**Provided records:**

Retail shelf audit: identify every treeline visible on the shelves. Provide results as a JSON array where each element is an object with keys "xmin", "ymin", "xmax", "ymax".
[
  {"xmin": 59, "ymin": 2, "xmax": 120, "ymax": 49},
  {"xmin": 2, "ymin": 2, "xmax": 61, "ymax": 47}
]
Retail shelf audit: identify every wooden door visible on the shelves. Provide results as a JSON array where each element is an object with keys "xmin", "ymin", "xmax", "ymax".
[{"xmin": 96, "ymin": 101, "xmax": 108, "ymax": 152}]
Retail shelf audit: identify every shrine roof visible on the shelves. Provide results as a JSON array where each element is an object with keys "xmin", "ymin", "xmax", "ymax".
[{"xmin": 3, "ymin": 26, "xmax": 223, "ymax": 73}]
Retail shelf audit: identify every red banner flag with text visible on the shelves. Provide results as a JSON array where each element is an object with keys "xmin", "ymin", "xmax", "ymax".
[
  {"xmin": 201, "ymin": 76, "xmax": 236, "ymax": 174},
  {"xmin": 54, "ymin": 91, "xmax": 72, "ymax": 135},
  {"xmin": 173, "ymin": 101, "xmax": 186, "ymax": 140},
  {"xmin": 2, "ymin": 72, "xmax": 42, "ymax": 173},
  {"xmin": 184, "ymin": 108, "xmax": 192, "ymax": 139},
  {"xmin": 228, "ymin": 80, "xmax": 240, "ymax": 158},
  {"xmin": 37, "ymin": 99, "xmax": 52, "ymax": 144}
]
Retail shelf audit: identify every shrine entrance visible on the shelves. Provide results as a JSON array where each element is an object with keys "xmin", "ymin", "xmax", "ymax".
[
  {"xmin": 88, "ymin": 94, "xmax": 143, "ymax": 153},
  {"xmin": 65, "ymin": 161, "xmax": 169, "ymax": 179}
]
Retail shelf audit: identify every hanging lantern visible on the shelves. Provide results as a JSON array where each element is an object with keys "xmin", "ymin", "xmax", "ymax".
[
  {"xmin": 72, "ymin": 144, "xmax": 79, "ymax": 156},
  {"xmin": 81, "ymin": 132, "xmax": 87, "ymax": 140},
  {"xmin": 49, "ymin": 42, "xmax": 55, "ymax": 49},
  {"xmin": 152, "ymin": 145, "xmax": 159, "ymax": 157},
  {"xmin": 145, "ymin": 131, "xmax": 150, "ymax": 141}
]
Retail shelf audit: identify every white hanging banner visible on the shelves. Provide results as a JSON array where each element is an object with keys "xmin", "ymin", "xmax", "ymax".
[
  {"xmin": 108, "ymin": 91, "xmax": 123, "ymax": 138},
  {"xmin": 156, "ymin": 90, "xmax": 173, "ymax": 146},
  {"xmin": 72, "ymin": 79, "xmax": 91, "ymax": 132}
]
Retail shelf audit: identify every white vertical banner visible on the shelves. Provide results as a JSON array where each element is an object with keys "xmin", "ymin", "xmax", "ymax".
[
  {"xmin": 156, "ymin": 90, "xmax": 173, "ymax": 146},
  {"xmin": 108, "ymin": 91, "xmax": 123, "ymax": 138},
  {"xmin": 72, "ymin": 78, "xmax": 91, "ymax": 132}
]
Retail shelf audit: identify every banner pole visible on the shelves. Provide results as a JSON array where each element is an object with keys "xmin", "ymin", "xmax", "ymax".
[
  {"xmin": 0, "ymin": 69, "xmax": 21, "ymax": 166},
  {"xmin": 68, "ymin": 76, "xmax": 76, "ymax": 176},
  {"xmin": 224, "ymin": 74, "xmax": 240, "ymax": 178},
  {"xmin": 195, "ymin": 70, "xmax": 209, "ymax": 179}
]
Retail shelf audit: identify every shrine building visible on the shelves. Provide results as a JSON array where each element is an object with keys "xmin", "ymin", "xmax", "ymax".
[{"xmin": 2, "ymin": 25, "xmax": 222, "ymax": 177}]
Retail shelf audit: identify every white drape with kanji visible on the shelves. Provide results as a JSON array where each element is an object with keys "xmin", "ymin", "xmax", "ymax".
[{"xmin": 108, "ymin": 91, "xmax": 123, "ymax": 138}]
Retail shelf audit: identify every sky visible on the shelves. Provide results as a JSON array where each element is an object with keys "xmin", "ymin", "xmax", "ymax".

**Work to be completed:**
Copy out every line of the rows above that contains the word "white". Case counts, so match only that exact capitalization.

**The solution:**
Retail shelf audit: identify every white hanging banner visible on the shelves. Provide results as a JSON array where each element is an object with keys "xmin", "ymin", "xmax", "ymax".
Retail shelf audit: identify every white vertical banner visible on the shelves. Provide results as a JSON array where each element is an object with keys "xmin", "ymin", "xmax", "ymax".
Retail shelf audit: identify every white drape with kanji visible on the shelves. Provide results as a JSON array where each element is an object with keys "xmin", "ymin", "xmax", "ymax".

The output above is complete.